» **PROVIDED TEXT**
********************

A summary of consultation responses and a final Impact Assessment have been published alongside the Budget.

Welfare reform

Budget 2010 announces that from October 2011 the most expensive rents in the country will be excluded when calculating Housing Benefit rates for tenants in private rented accommodation. This will help ensure that Housing Benefit does not fund tenants to live in properties that would be unaffordable to other low-income households, strengthening work incentives and saving £125 million by 2014-15.

Housing

Budget 2010 announces a two-year stamp duty land tax relief for first-time buyers for residential property purchases up to £250,000 to help reduce the upfront transaction costs faced by this group. The relief would be equivalent to a reduction in the average deposit for first-time buyers of £1,500. In order to offset this relief and to sustain public finances in the longer term, Budget 2010 also announces the introduction of an additional five per cent rate of stamp duty land tax for residential property over £1 million from 2011-12.

Budget 2010 announces that the Standard Interest Rate used to calculate Support for Mortgage Interest (SMI) will be frozen at 6.08 per cent for a further six months.

Over 200,000 homeowners have benefited from the SMI rate freeze since it was announced in the 2008 Pre-Budget Report. The extension of the rate freeze will run until 31 December 2010, providing continued support to those facing financial difficulty and helping protect them against repossession.

A fair tax system

Offshore evasion

The Government today announces tough new penalties for individuals who fail to pay taxes due on offshore income or gains, with penalties of up to 200 per cent of tax for deliberate and concealed evasion. It is more difficult for HMRC to check an offshore tax position when there is limited or no scope to exchange information. Higher penalties for non-compliance will therefore be linked to the tax transparency of the jurisdiction in which the non-compliance arises. Where a jurisdiction agrees to share tax information automatically with the UK, these tougher penalties will not apply.

The Liechtenstein Disclosure Facility (LDF) was set up following an agreement between the UK and Liechtenstein in August 2009. The LDF, which runs until 31 March 2015, allows people with unpaid taxes linked to investments or assets in Liechtenstein to settle their tax liability, including interest and penalties. It is estimated that, over the lifetime of the LDF, this will bring in £940 million.

Inheritance tax

The 2009 Pre-Budget Report announced that the inheritance tax (IHT) allowance would be frozen at £325,000 in 2010-11. The Budget announces that the freeze at £ 325,000 will be extended until 2014-15. Even following the freeze, just 4 per cent of estates left at death are expected to pay IHT in 2014-15.

Alcohol duty

As announced at Budget 2008, alcohol duty rates on beer, wine and spirits will increase by two per cent above inflation on 29 March 2010. This will add 2 pence to the price of a pint of beer, 10 pence to the price of a bottle of wine, and 36 pence to the price of a bottle of spirits.

********************

(Location identification entries)
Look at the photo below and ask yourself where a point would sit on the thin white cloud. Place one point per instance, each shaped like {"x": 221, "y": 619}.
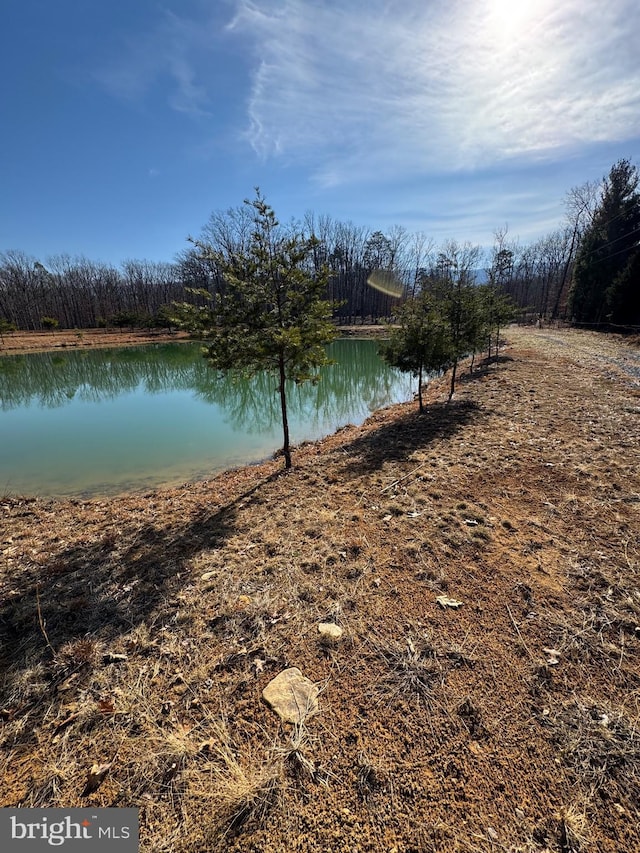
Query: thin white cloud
{"x": 377, "y": 88}
{"x": 166, "y": 55}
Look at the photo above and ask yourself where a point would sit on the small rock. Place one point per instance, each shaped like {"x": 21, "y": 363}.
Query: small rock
{"x": 114, "y": 657}
{"x": 292, "y": 696}
{"x": 330, "y": 630}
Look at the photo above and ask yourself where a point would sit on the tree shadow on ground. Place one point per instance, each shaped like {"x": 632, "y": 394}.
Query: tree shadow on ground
{"x": 104, "y": 588}
{"x": 397, "y": 440}
{"x": 486, "y": 367}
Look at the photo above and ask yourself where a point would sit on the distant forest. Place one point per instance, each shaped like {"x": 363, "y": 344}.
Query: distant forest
{"x": 587, "y": 271}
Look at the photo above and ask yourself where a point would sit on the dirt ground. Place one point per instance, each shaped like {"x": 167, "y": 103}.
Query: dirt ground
{"x": 483, "y": 563}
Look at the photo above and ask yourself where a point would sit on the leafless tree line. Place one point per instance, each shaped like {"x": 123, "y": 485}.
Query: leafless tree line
{"x": 80, "y": 293}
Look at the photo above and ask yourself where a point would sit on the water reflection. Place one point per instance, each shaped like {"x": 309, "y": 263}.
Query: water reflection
{"x": 107, "y": 419}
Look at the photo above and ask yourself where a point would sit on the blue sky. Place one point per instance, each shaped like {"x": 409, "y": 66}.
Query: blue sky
{"x": 126, "y": 123}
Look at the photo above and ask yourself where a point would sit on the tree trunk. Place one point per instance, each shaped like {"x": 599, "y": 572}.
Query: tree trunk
{"x": 285, "y": 422}
{"x": 453, "y": 379}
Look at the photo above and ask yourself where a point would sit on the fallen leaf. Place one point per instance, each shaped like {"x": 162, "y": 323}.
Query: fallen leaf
{"x": 444, "y": 601}
{"x": 95, "y": 778}
{"x": 553, "y": 656}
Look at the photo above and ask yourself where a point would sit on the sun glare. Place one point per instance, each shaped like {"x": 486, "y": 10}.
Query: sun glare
{"x": 508, "y": 19}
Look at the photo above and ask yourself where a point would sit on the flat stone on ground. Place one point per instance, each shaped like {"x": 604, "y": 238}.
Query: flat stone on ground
{"x": 292, "y": 696}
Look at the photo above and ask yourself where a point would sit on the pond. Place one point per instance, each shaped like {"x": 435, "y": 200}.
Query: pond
{"x": 98, "y": 422}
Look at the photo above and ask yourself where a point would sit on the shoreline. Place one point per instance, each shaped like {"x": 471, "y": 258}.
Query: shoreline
{"x": 22, "y": 343}
{"x": 481, "y": 561}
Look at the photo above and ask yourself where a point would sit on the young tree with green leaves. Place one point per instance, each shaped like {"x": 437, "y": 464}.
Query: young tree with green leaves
{"x": 421, "y": 344}
{"x": 269, "y": 314}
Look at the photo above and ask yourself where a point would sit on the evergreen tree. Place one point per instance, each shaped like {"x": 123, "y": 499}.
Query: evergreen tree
{"x": 269, "y": 314}
{"x": 421, "y": 343}
{"x": 606, "y": 279}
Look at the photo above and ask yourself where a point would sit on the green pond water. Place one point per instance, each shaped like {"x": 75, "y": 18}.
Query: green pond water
{"x": 97, "y": 422}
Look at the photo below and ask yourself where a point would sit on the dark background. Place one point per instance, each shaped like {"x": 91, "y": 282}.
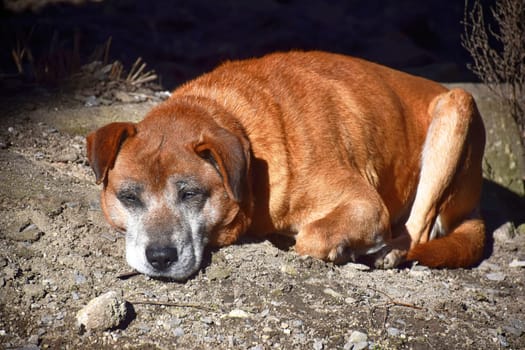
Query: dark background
{"x": 183, "y": 38}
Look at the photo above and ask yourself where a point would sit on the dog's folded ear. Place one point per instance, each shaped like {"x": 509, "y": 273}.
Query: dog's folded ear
{"x": 103, "y": 146}
{"x": 229, "y": 157}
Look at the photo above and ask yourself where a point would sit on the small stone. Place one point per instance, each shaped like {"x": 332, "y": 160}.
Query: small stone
{"x": 207, "y": 320}
{"x": 504, "y": 233}
{"x": 218, "y": 272}
{"x": 238, "y": 313}
{"x": 517, "y": 263}
{"x": 79, "y": 278}
{"x": 393, "y": 332}
{"x": 34, "y": 339}
{"x": 318, "y": 344}
{"x": 332, "y": 293}
{"x": 289, "y": 270}
{"x": 357, "y": 337}
{"x": 350, "y": 300}
{"x": 358, "y": 267}
{"x": 68, "y": 156}
{"x": 30, "y": 233}
{"x": 360, "y": 346}
{"x": 178, "y": 332}
{"x": 34, "y": 291}
{"x": 107, "y": 311}
{"x": 124, "y": 97}
{"x": 495, "y": 276}
{"x": 91, "y": 101}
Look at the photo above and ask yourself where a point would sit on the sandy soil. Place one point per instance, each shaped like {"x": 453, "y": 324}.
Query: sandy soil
{"x": 57, "y": 253}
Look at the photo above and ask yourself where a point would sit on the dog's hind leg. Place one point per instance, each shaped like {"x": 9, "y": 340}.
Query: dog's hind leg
{"x": 358, "y": 224}
{"x": 450, "y": 175}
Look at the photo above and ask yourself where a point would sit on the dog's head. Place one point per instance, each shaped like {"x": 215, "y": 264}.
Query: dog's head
{"x": 174, "y": 183}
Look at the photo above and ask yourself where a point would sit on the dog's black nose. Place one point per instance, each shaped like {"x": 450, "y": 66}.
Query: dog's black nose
{"x": 161, "y": 257}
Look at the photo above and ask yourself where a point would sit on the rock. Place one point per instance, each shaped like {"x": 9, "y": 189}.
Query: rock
{"x": 238, "y": 313}
{"x": 504, "y": 233}
{"x": 34, "y": 291}
{"x": 360, "y": 346}
{"x": 289, "y": 270}
{"x": 333, "y": 293}
{"x": 68, "y": 156}
{"x": 318, "y": 344}
{"x": 393, "y": 332}
{"x": 358, "y": 267}
{"x": 30, "y": 233}
{"x": 517, "y": 263}
{"x": 106, "y": 311}
{"x": 91, "y": 101}
{"x": 218, "y": 272}
{"x": 124, "y": 97}
{"x": 178, "y": 332}
{"x": 359, "y": 340}
{"x": 495, "y": 276}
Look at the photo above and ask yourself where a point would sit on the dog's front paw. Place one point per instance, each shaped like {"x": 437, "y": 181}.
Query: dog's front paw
{"x": 389, "y": 259}
{"x": 319, "y": 249}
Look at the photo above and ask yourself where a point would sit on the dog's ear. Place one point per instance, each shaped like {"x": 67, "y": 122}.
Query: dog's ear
{"x": 229, "y": 157}
{"x": 103, "y": 146}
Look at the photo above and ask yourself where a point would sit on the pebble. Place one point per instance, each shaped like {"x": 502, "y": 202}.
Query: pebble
{"x": 332, "y": 293}
{"x": 289, "y": 270}
{"x": 238, "y": 313}
{"x": 359, "y": 267}
{"x": 517, "y": 263}
{"x": 504, "y": 233}
{"x": 30, "y": 233}
{"x": 91, "y": 101}
{"x": 393, "y": 332}
{"x": 357, "y": 337}
{"x": 106, "y": 311}
{"x": 79, "y": 278}
{"x": 495, "y": 276}
{"x": 357, "y": 341}
{"x": 178, "y": 332}
{"x": 419, "y": 271}
{"x": 66, "y": 157}
{"x": 34, "y": 291}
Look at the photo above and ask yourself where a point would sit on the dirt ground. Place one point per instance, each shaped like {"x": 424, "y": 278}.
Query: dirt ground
{"x": 57, "y": 253}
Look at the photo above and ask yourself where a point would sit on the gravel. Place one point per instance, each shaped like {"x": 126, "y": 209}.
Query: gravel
{"x": 247, "y": 296}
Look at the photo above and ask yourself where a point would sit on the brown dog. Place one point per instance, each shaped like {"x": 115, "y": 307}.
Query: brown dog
{"x": 349, "y": 157}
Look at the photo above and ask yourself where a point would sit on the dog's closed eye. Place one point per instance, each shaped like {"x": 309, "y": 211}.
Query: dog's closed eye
{"x": 130, "y": 198}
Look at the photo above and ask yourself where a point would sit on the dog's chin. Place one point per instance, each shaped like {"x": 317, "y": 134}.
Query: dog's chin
{"x": 182, "y": 270}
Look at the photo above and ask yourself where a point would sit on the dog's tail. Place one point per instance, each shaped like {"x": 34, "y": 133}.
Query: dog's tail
{"x": 463, "y": 247}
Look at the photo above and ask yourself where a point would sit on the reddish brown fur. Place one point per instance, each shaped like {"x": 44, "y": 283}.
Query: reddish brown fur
{"x": 324, "y": 145}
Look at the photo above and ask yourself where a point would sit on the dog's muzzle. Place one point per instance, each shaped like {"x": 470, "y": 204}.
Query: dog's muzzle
{"x": 161, "y": 257}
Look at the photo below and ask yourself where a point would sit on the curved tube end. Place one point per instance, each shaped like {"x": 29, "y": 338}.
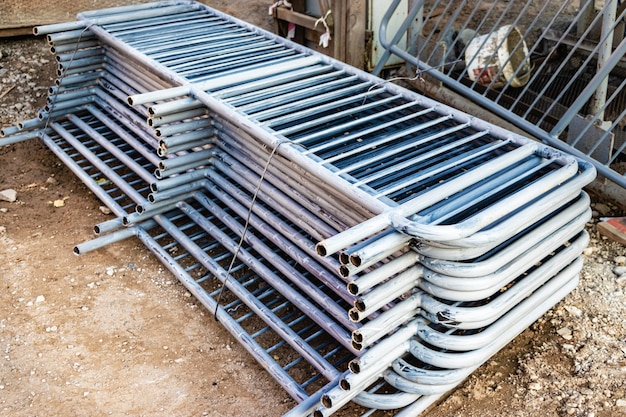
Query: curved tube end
{"x": 321, "y": 249}
{"x": 355, "y": 260}
{"x": 344, "y": 271}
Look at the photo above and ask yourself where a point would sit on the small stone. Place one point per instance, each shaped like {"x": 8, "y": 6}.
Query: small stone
{"x": 9, "y": 195}
{"x": 565, "y": 332}
{"x": 574, "y": 311}
{"x": 589, "y": 251}
{"x": 602, "y": 208}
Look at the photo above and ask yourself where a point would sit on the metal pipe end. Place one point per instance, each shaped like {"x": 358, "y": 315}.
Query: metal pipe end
{"x": 345, "y": 385}
{"x": 357, "y": 337}
{"x": 355, "y": 260}
{"x": 344, "y": 271}
{"x": 354, "y": 315}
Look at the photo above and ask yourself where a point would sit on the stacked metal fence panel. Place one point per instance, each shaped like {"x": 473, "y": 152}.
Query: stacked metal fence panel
{"x": 389, "y": 243}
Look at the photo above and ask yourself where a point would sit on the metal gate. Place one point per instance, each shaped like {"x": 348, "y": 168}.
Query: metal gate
{"x": 554, "y": 68}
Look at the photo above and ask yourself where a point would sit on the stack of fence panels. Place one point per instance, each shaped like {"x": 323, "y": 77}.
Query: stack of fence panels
{"x": 389, "y": 243}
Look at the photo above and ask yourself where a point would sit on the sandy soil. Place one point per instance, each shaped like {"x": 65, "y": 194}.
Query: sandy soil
{"x": 113, "y": 333}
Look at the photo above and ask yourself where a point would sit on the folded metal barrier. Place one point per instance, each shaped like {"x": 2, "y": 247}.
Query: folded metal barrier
{"x": 388, "y": 243}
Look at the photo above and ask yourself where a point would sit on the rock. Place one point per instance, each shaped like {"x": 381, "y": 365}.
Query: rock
{"x": 574, "y": 311}
{"x": 602, "y": 208}
{"x": 565, "y": 332}
{"x": 589, "y": 251}
{"x": 9, "y": 195}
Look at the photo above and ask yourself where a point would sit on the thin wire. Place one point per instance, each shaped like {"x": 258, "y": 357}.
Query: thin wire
{"x": 418, "y": 76}
{"x": 245, "y": 228}
{"x": 56, "y": 94}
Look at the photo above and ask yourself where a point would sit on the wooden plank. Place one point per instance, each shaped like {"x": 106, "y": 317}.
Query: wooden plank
{"x": 356, "y": 35}
{"x": 299, "y": 19}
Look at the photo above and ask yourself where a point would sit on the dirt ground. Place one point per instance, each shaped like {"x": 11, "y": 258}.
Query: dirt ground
{"x": 113, "y": 333}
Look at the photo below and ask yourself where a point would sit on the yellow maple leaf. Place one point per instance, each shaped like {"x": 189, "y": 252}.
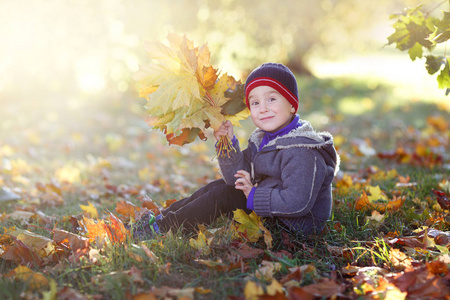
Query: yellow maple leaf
{"x": 39, "y": 244}
{"x": 183, "y": 90}
{"x": 376, "y": 194}
{"x": 90, "y": 210}
{"x": 217, "y": 93}
{"x": 201, "y": 243}
{"x": 253, "y": 290}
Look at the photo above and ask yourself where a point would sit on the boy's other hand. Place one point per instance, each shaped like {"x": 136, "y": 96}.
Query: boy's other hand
{"x": 225, "y": 129}
{"x": 244, "y": 182}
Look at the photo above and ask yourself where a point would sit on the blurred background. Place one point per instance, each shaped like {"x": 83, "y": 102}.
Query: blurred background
{"x": 68, "y": 102}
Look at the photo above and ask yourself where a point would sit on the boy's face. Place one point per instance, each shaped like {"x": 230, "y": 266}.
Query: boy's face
{"x": 269, "y": 109}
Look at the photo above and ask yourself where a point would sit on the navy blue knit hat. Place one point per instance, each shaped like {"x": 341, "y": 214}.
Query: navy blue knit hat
{"x": 276, "y": 76}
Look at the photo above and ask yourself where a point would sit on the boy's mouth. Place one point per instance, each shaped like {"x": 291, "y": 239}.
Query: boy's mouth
{"x": 266, "y": 118}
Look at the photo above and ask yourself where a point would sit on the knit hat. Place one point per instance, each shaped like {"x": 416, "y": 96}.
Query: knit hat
{"x": 276, "y": 76}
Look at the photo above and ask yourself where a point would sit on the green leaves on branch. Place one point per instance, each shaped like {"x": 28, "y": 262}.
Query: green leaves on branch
{"x": 417, "y": 32}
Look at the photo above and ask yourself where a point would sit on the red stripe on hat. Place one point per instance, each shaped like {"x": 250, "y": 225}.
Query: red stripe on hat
{"x": 278, "y": 86}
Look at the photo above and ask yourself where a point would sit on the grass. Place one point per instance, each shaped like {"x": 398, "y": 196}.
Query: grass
{"x": 108, "y": 143}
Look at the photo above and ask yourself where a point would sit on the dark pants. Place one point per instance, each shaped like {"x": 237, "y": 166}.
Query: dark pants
{"x": 203, "y": 207}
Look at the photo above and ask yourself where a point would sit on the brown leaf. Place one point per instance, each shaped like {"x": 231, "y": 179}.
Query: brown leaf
{"x": 127, "y": 209}
{"x": 442, "y": 199}
{"x": 247, "y": 252}
{"x": 437, "y": 267}
{"x": 116, "y": 231}
{"x": 298, "y": 293}
{"x": 399, "y": 260}
{"x": 325, "y": 288}
{"x": 21, "y": 253}
{"x": 74, "y": 241}
{"x": 420, "y": 284}
{"x": 35, "y": 280}
{"x": 188, "y": 135}
{"x": 67, "y": 293}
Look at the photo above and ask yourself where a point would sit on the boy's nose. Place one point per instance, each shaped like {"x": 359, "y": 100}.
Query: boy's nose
{"x": 262, "y": 107}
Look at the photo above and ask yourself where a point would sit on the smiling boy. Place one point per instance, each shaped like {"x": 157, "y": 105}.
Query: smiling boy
{"x": 284, "y": 174}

********************

» **TASKS TO CARRY OUT**
A - In the Budget 2010 excerpt, at what amount is the inheritance tax allowance frozen, and until which year?
B - Extract everything in the Budget 2010 excerpt from "A summary of" down to "million by 2014-15.".
C - Extend the Budget 2010 excerpt past its final sentence on alcohol duty.
The material is not needed for any of this work.

» **OUTPUTS**
A - £325,000, until 2014-15.

B -
A summary of consultation responses and a final Impact Assessment have been published alongside the Budget.

Welfare reform

Budget 2010 announces that from October 2011 the most expensive rents in the country will be excluded when calculating Housing Benefit rates for tenants in private rented accommodation. This will help ensure that Housing Benefit does not fund tenants to live in properties that would be unaffordable to other low-income households, strengthening work incentives and saving £125 million by 2014-15.

C -
Cider duty rates will be increased by 10 per cent above inflation on 29 March 2010 to bring them more into line with the duty rates on other alcohol products. From 1 September 2010, the technical definition of cider will be changed to ensure products that more closely resemble made- wines are taxed appropriately.

In addition, alcohol duty rates on all products will increase by two per cent above inflation for a further two years until 2014-15.

Tobacco duty

On 24 March 2010 tobacco duty rates will increase by 1 per cent above inflation. This will add 15 pence to the price of a packet of cigarettes.

Budget 2010 also announces that tobacco duty rates will increase by two per cent above inflation each subsequent year to 2014-15.

Protecting Public Services

The Government's short-term priority, as Britain emerges from recession, is to foster economic recovery whilst continuing to provide targeted support to those families and businesses that need it most. Budget 2010 announces new measures to stimulate economic growth, including a £270 million university Modernisation Fund to finance 20,000 additional student places and £450 million to extend to March 2012 the guarantee of a job, training or work placement for every 18 to 24 year old who has been claiming Jobseeker's Allowance for six months. Budget 2010 also announces that pensioner households will receive an extra payment alongside the Winter Fuel Payment later this year. For the medium term, Budget 2010 sets out further details on the Government's plans to protect key public service priorities whilst meeting its commitment to halve public sector net borrowing over the next four years. Planned levels of overall spending in 2010- 11 will continue to rise, supporting the economy through recovery, but from 2011-12 spending growth will be slower.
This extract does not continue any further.